| Exercise |
Please write out, exactly as they appear, the line containing "Exercise. Point to every instance of the metal" and every line after it to the end of the records, and nothing more.

| Extracted records |
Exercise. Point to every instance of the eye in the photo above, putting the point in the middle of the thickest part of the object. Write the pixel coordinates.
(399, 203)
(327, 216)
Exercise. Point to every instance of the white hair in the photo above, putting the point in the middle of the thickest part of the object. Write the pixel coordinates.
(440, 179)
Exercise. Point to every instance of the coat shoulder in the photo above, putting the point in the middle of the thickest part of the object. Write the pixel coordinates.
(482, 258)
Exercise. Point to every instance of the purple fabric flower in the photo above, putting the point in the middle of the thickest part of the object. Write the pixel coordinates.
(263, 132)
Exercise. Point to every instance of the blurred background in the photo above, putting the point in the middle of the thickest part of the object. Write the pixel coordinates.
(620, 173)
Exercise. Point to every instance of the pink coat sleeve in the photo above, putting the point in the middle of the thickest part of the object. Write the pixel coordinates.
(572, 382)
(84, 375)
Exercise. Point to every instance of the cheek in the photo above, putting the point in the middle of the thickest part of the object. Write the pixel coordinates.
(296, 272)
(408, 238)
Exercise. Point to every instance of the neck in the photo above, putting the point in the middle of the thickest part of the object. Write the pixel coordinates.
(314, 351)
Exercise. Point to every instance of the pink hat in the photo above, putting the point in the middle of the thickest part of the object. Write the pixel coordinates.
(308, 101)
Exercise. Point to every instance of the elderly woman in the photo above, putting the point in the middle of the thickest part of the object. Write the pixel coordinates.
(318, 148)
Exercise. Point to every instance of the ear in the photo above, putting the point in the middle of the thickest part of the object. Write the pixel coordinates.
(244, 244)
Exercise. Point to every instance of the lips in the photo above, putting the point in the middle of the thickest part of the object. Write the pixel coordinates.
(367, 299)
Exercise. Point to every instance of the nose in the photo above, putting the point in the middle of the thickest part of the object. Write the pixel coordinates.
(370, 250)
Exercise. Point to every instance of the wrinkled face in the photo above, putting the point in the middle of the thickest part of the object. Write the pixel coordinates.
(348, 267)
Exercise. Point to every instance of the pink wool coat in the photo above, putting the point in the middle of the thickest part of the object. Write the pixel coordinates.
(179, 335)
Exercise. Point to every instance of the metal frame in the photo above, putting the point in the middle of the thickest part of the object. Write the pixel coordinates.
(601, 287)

| Written reply |
Exercise. Point to every instance of the metal frame in the photo above, putting the point in the middle of the thickest part of the object. Write the pixel coordinates.
(601, 287)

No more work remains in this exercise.